*** Opening of Passage for review ***
Not only has Beacon Bolt been one of the most impressive sideboard cards for me, but it’s also absolutely fantastic to hit off a Thought Scour. Games tend to go longer after sideboard because you have more removal, so why not just play one of your best removal spells in the maindeck? I sideboard in Beacon Bolt all over the place, and having an extra answer to Thing in the Ice or Gurmag Angler or Tarmogoyf is nice.

After a bit of tinkering in the final minutes, here’s what I ended up playing in the Magic Online MCQ.

I credit Ross with the majority of this list. It’s his baby, after all, and I just put my own little spin on it. Unfortunately, I didn’t win the tournament, but I did take it to a 7-2 (Top 32) finish against a field of nearly 300 players.

My first loss came in the first round to a Jund opponent. Unfortunately for me, my draw featured a slow start, and a maindeck Kalitas, Traitor of Ghet was too much for me to beat. In the second game, I churned through 37 cards looking for Arclight Phoenix but just couldn’t find one.
*** Close of Passage for review ***
**What to work on**
• 1. In the Magic Online tournament report above, retype the part that opens with the words containing "After a bit" and closes with "couldn’t find one.".
• 2. Condense the paragraph of the tournament report beginning "My first loss came" into a short bulleted list that keeps its main facts.
• 3. Carry on the Magic Online tournament report from the point where it stops, in the same first-person voice.
*** Opening of Recorded information ***
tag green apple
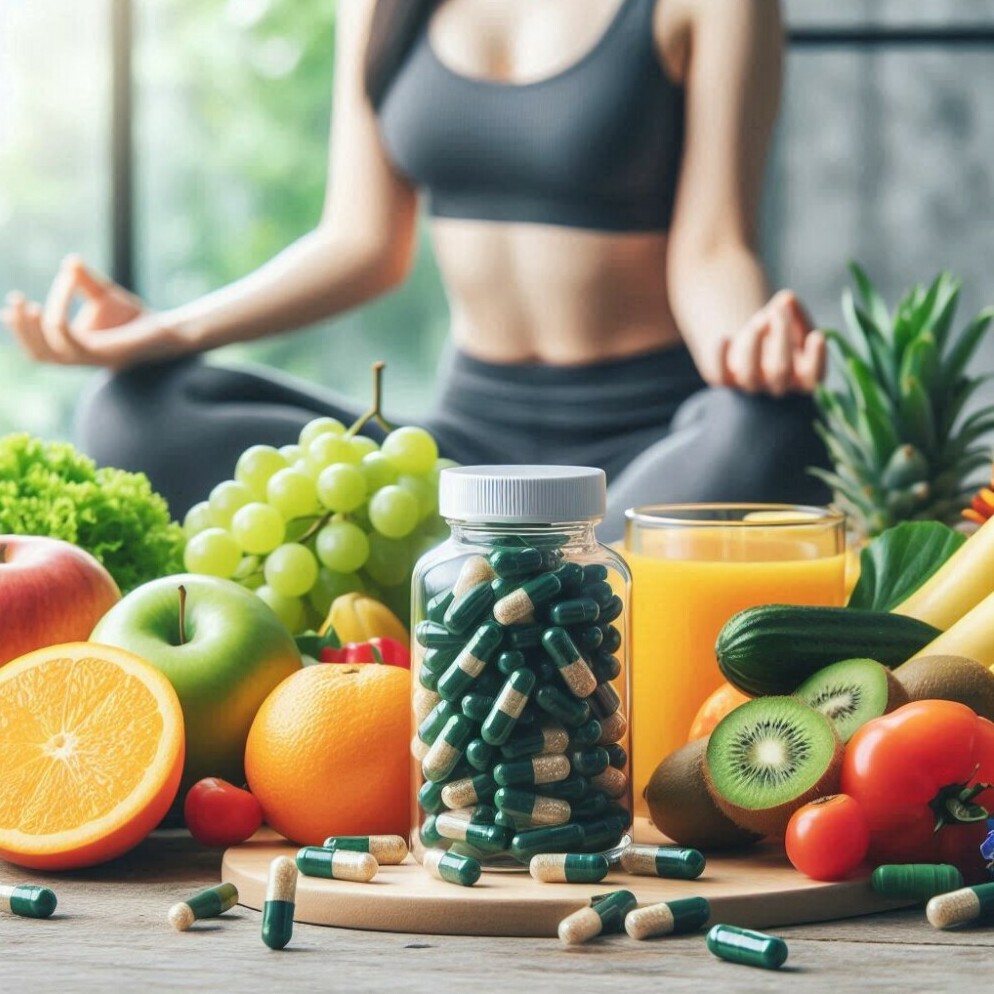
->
*** Close of Recorded information ***
**Written responses**
• 1.
After a bit of tinkering in the final minutes, here’s what I ended up playing in the Magic Online MCQ.

I credit Ross with the majority of this list. It’s his baby, after all, and I just put my own little spin on it. Unfortunately, I didn’t win the tournament, but I did take it to a 7-2 (Top 32) finish against a field of nearly 300 players.

My first loss came in the first round to a Jund opponent. Unfortunately for me, my draw featured a slow start, and a maindeck Kalitas, Traitor of Ghet was too much for me to beat. In the second game, I churned through 37 cards looking for Arclight Phoenix but just couldn’t find one.

• 2.
- The first loss came in round one against a Jund opponent.
- Game one: a slow start, and a maindeck Kalitas, Traitor of Ghet was too much to beat.
- Game two: 37 cards were drawn through without finding an Arclight Phoenix.

• 3.
My second loss came in the eighth round to one of the most disheartening draws I’ve ever faced in a match of Magic. Against Hollow One, with me on the draw, my opponent produced sixteen power on the second turn while hitting me for five points of damage. My draw featuring a Thing in the Ice transforming on the second turn wasn’t even close to good enough. And unfortunately for me, the third game had me falling to one of the hardest cards for my deck to beat: Leyline of the Void. Hollow One and Dredge are a few of the decks that can afford to play such haymaker hate cards in the sideboard, but that single Leyline of the Void just broke me. And truth be told, that was the first Leyline of the Void or Rest in Peace I’ve seen hit a battlefield in months.

Aside from those two losses, the deck was cruising, and I was moving right along with it. The games were tense, and I actually started to get nervous as the rounds passed. I found myself taking a lot of time on plays that would normally be no-brainers, if only to make sure I didn’t forget some key sideboard card or piece of hate my opponent could throw at me. Overall, I had a blast, and if you want to watch the games, you can check out the VOD from my stream here. The deck felt fine, though I’m still not sure where you want to be on that last threat. Maybe ten is the right number, playing two copies of Pteramander, but that might put a lot of stress on both Thing in the Ice and Arclight Phoenix in the post-sideboard games.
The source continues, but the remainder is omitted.